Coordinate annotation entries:

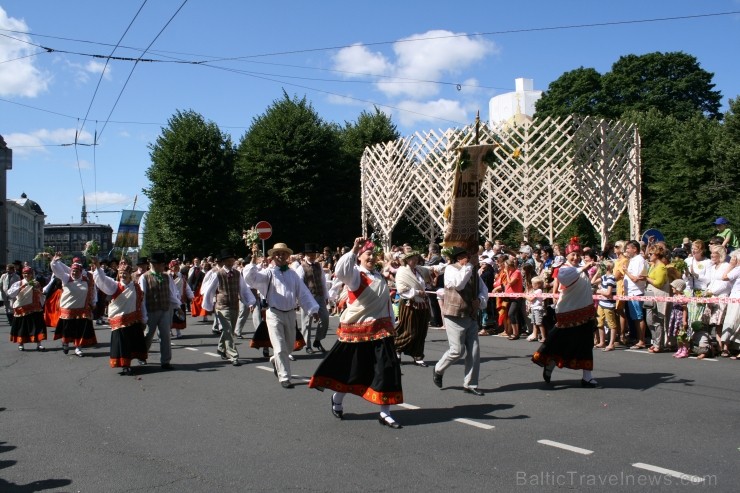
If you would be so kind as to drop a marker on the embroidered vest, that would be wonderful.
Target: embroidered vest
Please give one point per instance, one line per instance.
(227, 294)
(157, 293)
(460, 303)
(314, 278)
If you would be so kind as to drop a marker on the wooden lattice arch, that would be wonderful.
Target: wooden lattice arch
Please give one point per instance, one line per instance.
(546, 173)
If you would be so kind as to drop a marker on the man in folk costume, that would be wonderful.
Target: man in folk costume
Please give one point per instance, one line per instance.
(464, 295)
(313, 276)
(414, 312)
(9, 277)
(283, 290)
(75, 305)
(126, 316)
(227, 287)
(185, 294)
(160, 301)
(28, 314)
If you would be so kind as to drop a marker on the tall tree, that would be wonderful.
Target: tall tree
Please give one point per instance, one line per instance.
(194, 205)
(673, 83)
(288, 165)
(577, 91)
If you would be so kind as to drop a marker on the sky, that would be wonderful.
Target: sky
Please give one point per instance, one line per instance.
(430, 65)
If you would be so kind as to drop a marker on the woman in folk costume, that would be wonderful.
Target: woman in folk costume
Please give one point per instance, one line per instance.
(76, 303)
(126, 316)
(414, 313)
(52, 293)
(185, 294)
(570, 343)
(28, 314)
(363, 360)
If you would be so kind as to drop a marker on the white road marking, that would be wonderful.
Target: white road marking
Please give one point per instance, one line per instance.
(408, 406)
(669, 472)
(564, 446)
(474, 423)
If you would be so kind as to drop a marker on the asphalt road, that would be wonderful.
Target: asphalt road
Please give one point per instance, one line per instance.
(73, 424)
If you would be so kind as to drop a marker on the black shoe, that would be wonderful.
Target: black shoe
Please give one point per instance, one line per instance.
(391, 424)
(473, 390)
(437, 378)
(337, 414)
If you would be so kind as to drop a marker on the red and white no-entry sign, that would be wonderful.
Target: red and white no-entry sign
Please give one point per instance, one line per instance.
(264, 230)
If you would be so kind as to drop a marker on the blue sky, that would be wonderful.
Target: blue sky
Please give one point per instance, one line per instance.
(423, 63)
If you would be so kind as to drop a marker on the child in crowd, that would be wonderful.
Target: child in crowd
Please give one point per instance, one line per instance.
(537, 309)
(679, 320)
(606, 309)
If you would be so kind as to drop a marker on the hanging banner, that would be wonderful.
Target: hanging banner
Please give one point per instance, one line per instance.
(128, 231)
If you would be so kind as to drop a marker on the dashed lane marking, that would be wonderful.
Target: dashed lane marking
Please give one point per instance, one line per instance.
(669, 472)
(565, 446)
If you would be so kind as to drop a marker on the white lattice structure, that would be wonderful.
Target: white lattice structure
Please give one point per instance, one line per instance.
(544, 175)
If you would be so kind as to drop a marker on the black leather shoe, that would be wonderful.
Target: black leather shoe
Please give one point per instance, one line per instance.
(473, 390)
(337, 414)
(437, 378)
(390, 424)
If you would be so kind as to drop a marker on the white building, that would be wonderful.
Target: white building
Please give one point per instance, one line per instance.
(504, 107)
(25, 229)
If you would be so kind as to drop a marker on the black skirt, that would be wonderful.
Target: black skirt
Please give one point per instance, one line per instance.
(568, 347)
(127, 344)
(367, 369)
(76, 331)
(28, 328)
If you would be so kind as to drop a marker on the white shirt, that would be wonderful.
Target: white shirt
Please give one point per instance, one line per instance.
(282, 290)
(210, 286)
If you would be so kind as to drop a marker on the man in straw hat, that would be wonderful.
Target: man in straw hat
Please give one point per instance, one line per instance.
(313, 276)
(464, 295)
(227, 288)
(160, 301)
(283, 290)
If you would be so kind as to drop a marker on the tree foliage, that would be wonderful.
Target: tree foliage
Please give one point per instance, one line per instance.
(194, 203)
(290, 174)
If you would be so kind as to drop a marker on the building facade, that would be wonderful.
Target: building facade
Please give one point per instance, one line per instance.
(25, 230)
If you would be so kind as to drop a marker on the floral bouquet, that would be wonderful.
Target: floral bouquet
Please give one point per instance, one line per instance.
(251, 237)
(91, 249)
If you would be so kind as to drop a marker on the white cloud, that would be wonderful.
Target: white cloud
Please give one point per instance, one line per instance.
(413, 112)
(357, 61)
(27, 143)
(19, 77)
(106, 198)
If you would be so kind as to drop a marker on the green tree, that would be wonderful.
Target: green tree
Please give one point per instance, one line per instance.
(574, 92)
(673, 83)
(289, 164)
(195, 206)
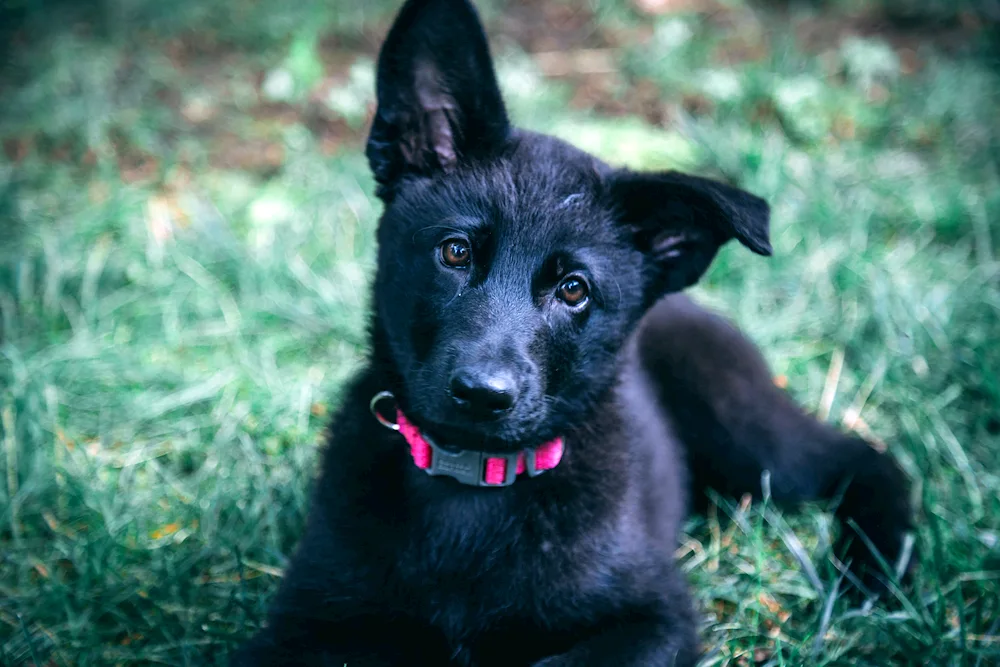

> Problem requirements:
Collect every line of the records above that contains the string "straw", matching case exactly.

> Solution for this problem:
If you would be so kind as to drop a marker on the man in straw hat, that would be wonderful.
Target: man in straw hat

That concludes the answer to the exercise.